> **Task description**
If a line in the entries below holds the string "centre", copy it.

[Text-to-region grounding data]
***
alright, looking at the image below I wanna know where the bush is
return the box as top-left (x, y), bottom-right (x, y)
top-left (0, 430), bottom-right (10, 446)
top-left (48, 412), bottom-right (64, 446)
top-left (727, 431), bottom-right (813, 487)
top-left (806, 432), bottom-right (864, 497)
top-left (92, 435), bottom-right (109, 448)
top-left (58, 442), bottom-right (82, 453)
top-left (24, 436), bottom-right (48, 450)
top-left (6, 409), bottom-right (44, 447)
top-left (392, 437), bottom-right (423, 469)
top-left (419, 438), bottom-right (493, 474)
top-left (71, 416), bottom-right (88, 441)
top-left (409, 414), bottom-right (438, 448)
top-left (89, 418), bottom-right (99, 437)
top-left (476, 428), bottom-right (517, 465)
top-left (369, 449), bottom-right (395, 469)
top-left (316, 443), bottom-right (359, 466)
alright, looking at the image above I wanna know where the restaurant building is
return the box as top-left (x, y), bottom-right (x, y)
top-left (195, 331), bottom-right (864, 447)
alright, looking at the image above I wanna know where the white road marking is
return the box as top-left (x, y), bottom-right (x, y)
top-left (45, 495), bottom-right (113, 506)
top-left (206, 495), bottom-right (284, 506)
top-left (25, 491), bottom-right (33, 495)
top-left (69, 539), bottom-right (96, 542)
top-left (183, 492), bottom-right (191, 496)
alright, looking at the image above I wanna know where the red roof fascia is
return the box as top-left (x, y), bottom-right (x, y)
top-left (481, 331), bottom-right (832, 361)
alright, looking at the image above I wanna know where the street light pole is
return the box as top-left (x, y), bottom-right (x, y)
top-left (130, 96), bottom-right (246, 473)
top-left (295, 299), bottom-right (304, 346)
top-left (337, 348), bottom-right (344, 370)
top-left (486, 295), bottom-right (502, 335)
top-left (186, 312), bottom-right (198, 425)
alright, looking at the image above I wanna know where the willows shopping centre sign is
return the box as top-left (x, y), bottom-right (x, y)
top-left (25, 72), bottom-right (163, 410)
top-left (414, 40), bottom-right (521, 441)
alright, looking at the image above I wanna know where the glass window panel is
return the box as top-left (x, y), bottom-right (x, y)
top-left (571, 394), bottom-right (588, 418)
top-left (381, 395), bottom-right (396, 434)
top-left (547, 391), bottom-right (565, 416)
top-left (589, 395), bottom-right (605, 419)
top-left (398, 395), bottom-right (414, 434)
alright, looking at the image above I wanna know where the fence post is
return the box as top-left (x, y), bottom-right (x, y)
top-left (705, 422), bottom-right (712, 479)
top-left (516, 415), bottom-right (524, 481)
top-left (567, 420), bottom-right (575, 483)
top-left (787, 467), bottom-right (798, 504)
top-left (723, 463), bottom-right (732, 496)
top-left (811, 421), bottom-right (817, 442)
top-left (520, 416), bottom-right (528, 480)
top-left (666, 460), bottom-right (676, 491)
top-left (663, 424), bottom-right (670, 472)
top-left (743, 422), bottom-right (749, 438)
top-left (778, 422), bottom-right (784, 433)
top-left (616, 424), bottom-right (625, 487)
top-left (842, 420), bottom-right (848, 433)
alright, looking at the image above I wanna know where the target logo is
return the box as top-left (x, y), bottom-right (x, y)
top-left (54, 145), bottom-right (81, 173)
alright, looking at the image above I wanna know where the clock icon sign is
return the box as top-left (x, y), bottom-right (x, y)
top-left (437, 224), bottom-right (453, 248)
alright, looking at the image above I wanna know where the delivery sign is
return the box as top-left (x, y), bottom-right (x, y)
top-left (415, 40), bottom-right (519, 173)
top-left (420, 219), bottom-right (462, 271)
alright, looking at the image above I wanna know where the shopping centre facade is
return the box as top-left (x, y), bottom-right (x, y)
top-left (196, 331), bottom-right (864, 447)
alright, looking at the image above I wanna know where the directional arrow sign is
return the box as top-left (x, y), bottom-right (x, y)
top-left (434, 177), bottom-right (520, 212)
***
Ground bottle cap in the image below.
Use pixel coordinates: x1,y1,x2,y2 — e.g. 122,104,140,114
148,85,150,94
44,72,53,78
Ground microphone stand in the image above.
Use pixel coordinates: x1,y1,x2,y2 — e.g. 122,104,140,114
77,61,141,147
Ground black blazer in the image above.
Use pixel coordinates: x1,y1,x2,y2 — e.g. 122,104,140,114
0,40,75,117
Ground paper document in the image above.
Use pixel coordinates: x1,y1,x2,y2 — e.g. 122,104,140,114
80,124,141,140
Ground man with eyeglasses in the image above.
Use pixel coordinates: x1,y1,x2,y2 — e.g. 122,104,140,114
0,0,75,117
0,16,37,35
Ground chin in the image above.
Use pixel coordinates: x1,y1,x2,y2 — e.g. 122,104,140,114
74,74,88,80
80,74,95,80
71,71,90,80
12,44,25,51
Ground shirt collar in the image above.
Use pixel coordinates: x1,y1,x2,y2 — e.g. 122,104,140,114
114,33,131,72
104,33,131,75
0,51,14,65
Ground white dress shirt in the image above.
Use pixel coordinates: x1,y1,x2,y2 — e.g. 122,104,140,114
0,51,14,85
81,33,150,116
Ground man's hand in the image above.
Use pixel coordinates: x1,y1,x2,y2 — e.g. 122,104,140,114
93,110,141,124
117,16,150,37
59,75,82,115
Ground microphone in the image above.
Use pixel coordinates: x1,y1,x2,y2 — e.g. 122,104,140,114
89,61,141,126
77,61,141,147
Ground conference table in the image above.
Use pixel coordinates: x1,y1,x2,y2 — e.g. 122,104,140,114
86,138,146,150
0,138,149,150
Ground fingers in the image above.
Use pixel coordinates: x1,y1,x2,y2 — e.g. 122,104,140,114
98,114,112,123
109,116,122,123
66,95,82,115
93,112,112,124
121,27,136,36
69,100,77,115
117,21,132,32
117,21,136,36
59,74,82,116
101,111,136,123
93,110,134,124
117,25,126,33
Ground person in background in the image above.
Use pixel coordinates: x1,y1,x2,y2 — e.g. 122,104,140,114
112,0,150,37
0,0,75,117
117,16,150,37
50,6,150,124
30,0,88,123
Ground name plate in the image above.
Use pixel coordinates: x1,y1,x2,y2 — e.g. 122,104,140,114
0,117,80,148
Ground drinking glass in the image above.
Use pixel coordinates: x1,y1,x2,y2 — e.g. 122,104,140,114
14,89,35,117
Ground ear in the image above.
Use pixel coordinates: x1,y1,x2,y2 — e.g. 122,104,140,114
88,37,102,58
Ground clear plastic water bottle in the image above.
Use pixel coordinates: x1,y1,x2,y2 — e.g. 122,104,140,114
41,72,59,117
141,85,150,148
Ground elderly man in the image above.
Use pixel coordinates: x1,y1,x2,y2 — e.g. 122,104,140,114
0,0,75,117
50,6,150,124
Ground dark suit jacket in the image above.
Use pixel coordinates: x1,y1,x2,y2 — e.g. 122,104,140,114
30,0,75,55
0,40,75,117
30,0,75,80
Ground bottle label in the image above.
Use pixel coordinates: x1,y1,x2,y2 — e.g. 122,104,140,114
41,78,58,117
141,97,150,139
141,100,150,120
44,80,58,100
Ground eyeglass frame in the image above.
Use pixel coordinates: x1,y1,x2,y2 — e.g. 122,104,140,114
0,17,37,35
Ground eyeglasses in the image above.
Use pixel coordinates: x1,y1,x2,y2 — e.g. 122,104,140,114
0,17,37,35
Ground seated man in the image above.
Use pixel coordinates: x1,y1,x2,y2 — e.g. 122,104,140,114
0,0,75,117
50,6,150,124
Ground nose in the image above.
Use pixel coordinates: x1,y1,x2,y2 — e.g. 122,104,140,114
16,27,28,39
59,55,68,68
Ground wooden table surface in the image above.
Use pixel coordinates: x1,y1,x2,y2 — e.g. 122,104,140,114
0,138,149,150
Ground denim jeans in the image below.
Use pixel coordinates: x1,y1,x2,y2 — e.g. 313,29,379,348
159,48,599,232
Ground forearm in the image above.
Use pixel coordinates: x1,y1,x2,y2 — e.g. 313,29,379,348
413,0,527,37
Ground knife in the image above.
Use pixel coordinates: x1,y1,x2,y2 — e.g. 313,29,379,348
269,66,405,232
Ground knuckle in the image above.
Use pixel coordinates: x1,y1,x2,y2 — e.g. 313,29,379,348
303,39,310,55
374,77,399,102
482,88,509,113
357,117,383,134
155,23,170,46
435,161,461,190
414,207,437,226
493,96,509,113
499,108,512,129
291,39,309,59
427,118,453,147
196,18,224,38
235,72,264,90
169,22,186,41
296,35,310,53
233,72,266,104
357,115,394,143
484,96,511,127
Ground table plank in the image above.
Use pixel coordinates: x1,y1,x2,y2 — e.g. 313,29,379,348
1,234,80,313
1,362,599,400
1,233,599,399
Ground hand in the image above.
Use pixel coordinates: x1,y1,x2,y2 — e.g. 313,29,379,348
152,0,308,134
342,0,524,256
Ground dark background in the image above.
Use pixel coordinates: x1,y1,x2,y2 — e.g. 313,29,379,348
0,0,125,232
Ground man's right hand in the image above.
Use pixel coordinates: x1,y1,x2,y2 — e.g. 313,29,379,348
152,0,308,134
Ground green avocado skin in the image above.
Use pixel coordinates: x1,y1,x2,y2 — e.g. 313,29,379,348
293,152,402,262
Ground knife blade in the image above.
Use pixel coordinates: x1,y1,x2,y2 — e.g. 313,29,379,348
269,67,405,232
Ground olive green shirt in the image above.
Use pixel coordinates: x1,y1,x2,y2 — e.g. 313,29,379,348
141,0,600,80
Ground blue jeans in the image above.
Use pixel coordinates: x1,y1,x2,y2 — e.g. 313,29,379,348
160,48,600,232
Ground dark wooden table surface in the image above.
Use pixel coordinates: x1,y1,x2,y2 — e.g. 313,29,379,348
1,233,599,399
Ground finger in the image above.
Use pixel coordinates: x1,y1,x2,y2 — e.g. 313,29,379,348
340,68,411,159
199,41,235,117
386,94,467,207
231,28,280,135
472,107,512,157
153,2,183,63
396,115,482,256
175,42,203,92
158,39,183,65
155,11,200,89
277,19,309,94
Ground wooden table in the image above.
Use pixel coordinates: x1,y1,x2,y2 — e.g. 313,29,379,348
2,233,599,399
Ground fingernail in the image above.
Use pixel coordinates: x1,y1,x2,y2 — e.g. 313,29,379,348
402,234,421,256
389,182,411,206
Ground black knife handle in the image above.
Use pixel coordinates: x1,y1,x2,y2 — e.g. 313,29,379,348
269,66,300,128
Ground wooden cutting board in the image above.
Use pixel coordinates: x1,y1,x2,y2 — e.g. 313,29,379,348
***
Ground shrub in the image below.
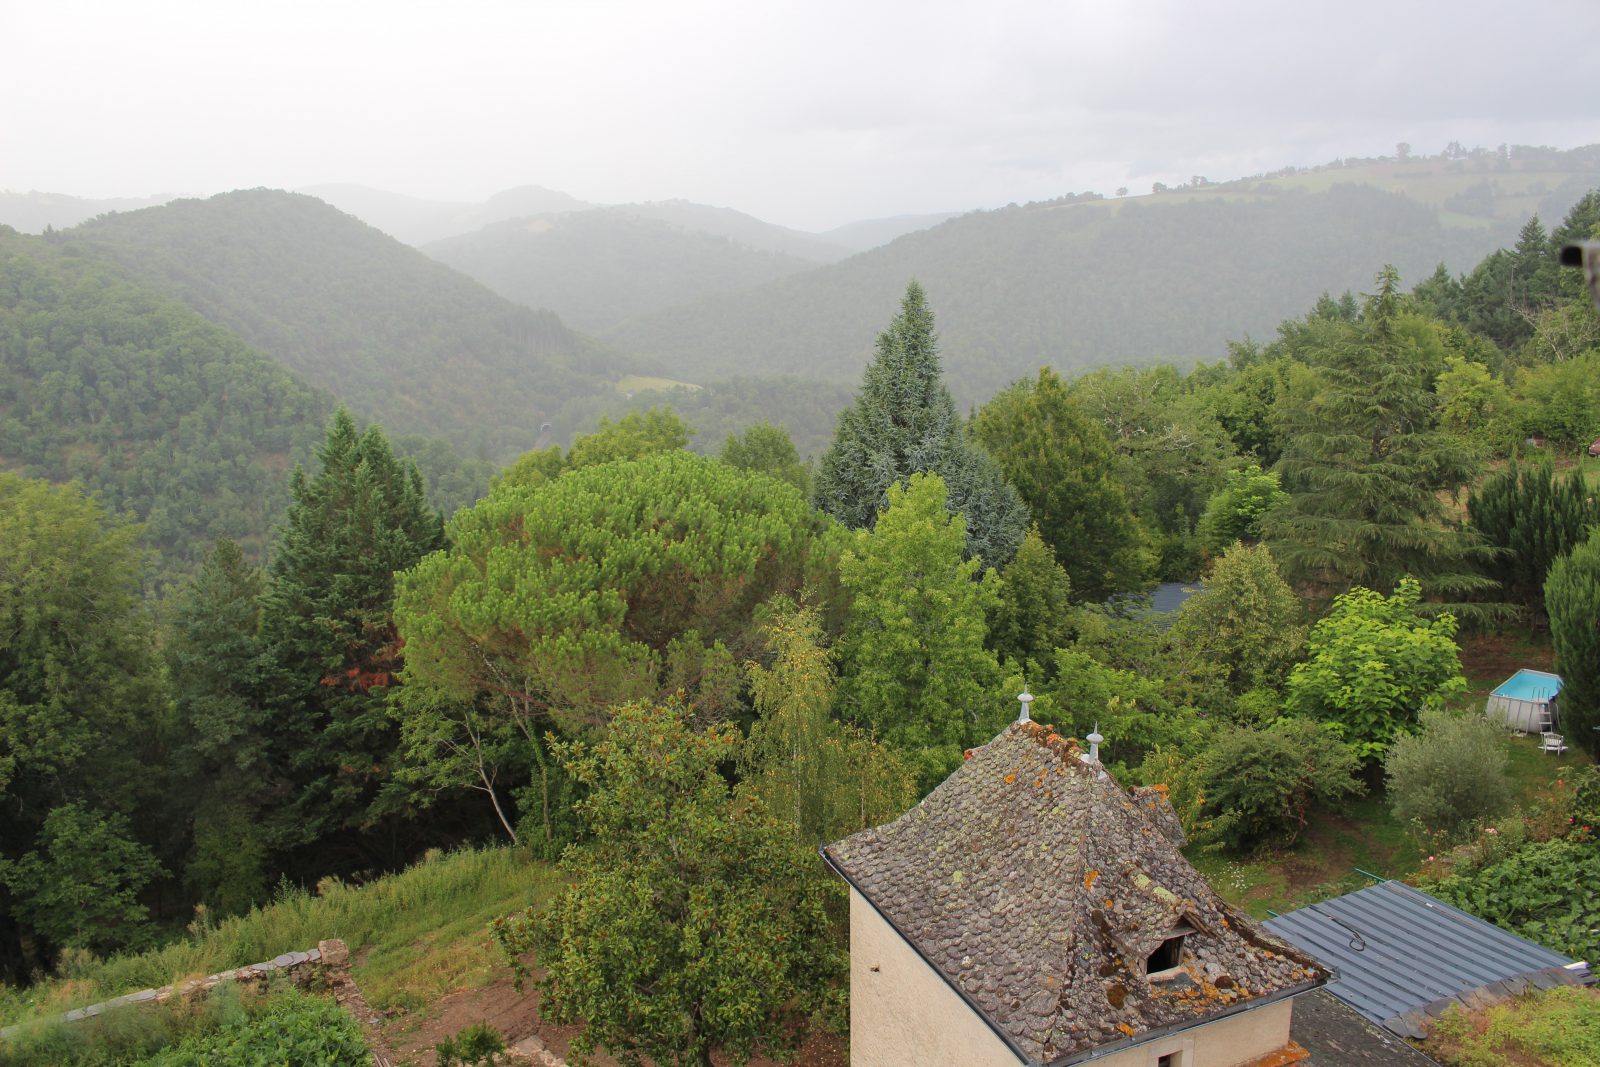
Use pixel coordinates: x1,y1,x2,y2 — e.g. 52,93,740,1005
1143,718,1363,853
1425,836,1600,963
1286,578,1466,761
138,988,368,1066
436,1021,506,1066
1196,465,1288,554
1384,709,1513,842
***
> **Task result**
alright, looking at the image above I wanna know where the willows shopping centre sign is
alright, looking at the image above I wanna know where the shopping centre facade is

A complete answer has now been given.